◆ **Exercise instructions**
Your answer must be an exact copy of the lines from the one holding "Where can the grazing" through the last line of the entries below, with nothing added.

◆ **Excerpts from a dataset**

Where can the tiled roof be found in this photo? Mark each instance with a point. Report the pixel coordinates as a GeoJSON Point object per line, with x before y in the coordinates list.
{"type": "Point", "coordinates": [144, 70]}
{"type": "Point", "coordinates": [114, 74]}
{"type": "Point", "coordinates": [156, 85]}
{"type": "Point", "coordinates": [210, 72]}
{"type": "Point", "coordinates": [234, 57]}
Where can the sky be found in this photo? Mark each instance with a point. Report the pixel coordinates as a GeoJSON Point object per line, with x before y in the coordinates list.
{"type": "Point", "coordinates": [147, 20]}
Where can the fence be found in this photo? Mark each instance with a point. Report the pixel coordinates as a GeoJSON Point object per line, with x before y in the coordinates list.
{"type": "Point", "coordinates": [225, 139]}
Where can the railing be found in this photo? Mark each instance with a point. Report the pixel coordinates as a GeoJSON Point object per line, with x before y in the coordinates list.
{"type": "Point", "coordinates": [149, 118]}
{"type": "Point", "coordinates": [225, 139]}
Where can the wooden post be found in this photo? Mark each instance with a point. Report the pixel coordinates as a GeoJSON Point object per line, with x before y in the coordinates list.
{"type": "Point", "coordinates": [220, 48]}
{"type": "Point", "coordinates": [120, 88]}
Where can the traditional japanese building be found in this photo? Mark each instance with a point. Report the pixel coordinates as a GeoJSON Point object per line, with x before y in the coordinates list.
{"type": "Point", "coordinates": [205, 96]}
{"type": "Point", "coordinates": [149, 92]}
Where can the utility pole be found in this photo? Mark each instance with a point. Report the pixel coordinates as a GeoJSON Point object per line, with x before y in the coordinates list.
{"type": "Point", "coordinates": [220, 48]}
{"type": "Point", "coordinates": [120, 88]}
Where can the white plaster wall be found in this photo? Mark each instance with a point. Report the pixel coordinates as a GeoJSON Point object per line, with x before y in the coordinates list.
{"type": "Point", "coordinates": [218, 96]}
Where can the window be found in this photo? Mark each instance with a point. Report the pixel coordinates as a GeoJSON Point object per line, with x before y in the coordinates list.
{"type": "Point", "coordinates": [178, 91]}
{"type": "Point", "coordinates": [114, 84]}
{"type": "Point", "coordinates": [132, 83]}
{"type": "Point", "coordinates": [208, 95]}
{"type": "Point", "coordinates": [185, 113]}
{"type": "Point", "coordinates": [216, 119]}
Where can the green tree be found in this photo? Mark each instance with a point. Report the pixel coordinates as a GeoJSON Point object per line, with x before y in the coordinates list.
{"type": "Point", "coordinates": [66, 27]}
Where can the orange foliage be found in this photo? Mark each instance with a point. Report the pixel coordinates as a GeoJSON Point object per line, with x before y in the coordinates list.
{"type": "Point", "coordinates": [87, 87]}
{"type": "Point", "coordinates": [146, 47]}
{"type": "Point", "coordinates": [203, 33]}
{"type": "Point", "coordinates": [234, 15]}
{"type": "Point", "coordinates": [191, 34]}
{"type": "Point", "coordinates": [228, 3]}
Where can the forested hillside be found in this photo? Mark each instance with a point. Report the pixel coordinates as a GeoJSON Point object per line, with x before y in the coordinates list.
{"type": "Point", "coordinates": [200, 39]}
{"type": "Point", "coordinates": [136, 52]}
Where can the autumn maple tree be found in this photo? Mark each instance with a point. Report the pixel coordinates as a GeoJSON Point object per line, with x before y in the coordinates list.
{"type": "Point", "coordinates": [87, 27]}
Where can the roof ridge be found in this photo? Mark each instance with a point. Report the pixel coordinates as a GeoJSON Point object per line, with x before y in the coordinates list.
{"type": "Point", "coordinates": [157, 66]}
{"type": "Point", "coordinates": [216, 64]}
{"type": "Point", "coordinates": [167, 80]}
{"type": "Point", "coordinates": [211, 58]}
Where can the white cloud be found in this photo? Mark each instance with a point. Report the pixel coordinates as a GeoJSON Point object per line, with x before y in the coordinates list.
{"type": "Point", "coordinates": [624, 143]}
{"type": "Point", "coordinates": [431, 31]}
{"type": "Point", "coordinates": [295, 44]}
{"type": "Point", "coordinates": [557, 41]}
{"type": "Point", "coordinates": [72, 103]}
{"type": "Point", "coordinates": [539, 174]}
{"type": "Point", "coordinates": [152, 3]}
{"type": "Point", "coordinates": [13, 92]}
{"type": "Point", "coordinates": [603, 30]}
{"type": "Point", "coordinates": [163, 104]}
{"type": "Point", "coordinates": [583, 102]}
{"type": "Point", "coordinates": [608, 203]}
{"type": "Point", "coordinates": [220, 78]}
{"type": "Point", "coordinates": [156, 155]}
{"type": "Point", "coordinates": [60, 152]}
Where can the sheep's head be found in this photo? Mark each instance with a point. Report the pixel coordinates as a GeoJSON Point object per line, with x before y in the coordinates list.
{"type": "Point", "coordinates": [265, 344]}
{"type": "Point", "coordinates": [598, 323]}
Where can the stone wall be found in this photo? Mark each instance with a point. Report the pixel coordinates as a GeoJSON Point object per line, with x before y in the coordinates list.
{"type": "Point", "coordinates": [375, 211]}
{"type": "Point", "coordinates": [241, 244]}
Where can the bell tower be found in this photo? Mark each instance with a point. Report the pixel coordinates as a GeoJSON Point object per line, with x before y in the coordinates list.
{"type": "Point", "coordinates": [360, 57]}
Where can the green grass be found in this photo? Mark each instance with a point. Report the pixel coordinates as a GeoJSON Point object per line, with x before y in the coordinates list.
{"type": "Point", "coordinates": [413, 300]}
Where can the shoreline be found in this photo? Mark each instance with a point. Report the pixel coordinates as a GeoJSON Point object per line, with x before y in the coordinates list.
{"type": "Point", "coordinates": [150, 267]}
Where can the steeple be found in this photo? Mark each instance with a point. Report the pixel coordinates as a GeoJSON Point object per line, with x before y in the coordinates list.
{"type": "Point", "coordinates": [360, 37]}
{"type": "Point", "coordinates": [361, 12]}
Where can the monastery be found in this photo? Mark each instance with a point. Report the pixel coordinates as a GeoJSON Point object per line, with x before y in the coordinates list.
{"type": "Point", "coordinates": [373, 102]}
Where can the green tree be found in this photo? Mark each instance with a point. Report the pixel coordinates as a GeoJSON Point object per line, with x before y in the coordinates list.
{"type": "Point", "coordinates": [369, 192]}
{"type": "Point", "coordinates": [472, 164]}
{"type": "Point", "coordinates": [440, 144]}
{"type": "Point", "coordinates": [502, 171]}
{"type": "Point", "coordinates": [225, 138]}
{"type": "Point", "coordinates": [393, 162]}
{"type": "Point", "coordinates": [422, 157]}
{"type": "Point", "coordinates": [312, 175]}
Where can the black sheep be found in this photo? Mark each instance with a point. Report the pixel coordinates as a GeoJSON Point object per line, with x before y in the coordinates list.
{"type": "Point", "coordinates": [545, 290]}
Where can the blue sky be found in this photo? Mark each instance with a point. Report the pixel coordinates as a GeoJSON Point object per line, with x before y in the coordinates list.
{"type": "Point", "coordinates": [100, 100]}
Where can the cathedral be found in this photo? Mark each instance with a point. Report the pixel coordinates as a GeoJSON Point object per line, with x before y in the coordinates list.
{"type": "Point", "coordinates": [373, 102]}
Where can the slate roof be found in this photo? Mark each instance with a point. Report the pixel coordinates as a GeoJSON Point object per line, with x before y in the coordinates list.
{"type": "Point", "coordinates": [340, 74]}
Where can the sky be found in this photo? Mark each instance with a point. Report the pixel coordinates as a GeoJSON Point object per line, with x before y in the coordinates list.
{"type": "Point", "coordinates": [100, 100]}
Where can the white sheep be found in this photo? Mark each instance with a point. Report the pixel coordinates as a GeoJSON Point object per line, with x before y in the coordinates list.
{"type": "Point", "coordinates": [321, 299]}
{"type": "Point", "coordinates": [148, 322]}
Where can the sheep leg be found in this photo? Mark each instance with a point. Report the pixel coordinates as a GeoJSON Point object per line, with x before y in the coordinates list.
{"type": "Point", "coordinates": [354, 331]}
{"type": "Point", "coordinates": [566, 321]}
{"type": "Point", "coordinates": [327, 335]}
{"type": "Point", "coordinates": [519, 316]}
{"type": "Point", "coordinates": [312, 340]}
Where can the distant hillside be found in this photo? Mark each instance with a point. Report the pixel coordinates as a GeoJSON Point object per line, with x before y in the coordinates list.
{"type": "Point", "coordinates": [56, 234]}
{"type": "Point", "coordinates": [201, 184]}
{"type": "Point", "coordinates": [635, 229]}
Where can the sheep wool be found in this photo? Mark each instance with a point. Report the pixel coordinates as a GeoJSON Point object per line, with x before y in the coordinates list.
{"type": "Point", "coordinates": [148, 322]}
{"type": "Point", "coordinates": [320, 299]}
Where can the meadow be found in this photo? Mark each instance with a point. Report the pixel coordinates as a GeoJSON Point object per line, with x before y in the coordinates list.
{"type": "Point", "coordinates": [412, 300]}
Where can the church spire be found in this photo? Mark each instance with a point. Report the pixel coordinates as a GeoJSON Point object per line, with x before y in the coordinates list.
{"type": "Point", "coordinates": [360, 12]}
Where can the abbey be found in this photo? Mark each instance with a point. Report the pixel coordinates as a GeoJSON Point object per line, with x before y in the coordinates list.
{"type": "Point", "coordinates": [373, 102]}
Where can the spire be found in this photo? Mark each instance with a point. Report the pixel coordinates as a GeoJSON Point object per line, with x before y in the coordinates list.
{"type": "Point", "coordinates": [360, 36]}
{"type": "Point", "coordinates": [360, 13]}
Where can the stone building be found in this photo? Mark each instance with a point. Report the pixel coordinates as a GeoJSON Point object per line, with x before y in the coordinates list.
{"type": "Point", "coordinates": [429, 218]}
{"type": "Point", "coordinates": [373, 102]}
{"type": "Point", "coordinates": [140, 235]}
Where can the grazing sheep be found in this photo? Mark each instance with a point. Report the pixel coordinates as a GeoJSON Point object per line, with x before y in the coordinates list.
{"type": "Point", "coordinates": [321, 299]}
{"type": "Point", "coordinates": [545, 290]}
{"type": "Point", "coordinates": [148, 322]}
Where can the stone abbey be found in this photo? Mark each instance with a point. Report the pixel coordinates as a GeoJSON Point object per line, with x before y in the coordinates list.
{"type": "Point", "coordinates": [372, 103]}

◆ **Expected answer**
Where can the grazing sheep be found in this photo? Mark each instance with a point. Report the pixel coordinates as a GeoJSON Point object per line, with x before y in the coordinates list.
{"type": "Point", "coordinates": [321, 299]}
{"type": "Point", "coordinates": [545, 290]}
{"type": "Point", "coordinates": [148, 322]}
Where can the stone abbey be found in this photo? Mark each instance with a point. Report the pixel coordinates as a GeoJSON Point object per line, with x before y in the coordinates list.
{"type": "Point", "coordinates": [372, 103]}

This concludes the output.